◆ Raw records ◆
━━━━
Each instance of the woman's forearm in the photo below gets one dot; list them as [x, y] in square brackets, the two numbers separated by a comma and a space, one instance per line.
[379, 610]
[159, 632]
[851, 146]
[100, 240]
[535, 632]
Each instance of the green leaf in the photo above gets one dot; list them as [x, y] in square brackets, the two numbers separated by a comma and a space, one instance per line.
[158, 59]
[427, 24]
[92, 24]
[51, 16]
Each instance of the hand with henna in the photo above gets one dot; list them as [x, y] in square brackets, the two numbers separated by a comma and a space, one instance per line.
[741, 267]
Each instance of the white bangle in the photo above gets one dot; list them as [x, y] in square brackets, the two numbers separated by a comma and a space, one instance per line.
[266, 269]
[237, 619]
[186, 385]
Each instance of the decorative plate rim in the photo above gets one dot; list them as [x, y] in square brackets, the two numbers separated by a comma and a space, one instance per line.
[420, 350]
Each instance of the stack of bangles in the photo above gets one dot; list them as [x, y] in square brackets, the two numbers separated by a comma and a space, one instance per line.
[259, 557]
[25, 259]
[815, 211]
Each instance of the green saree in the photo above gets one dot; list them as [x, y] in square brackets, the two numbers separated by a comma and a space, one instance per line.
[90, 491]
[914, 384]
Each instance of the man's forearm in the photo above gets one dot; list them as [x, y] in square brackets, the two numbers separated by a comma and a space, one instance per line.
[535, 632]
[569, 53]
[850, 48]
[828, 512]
━━━━
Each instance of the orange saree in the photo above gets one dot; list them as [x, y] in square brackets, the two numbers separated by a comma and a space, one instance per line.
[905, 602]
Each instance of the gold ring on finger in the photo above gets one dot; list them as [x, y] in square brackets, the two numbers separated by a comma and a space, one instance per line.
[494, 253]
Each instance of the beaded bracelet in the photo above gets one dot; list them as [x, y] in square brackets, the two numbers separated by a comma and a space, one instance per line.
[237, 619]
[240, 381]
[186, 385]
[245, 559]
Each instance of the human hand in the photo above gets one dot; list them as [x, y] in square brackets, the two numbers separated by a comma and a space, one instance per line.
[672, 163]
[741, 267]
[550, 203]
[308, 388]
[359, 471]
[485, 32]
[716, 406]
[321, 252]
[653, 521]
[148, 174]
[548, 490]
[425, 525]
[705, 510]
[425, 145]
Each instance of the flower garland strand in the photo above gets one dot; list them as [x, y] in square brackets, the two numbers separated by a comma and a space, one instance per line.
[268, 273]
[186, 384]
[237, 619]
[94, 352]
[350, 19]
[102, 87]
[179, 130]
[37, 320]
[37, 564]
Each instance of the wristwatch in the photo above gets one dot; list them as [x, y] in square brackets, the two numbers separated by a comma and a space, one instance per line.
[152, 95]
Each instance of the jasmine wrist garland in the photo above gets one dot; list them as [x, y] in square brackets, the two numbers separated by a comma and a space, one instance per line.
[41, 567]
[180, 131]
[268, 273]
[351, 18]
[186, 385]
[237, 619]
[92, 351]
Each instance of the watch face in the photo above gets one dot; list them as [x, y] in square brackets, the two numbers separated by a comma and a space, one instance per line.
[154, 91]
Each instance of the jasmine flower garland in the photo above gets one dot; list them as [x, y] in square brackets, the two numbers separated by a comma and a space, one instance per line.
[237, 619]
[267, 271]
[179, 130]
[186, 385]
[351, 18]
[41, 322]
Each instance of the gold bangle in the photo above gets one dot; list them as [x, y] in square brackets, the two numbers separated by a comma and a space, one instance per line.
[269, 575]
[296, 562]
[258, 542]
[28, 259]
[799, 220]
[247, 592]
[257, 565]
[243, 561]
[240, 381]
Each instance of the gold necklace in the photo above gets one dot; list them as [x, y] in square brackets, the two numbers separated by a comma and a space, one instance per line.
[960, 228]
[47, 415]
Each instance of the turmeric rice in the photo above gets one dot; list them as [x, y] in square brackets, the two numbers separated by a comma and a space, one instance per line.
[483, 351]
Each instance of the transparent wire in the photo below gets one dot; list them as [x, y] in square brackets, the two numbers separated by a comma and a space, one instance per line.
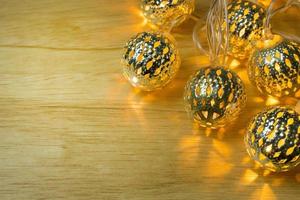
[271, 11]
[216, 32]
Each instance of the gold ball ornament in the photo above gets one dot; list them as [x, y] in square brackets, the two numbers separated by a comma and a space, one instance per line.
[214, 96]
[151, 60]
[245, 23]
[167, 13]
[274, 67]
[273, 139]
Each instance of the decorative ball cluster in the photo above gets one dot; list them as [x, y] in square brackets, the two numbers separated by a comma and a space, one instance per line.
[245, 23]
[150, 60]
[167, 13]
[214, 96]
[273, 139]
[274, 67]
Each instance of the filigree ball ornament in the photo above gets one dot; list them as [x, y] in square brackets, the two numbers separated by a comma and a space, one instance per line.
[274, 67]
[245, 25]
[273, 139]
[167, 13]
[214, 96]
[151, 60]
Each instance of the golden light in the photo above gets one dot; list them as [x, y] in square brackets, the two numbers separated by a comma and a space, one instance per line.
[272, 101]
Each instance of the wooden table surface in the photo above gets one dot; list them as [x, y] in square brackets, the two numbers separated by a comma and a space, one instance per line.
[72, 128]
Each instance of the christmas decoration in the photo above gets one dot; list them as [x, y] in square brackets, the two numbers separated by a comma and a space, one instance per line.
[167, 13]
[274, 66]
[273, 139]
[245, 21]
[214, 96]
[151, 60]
━━━━
◆ What to produce ◆
How many lines of the listing above contain the word "below"? Give only the number.

◆ Result of the exercise ◆
2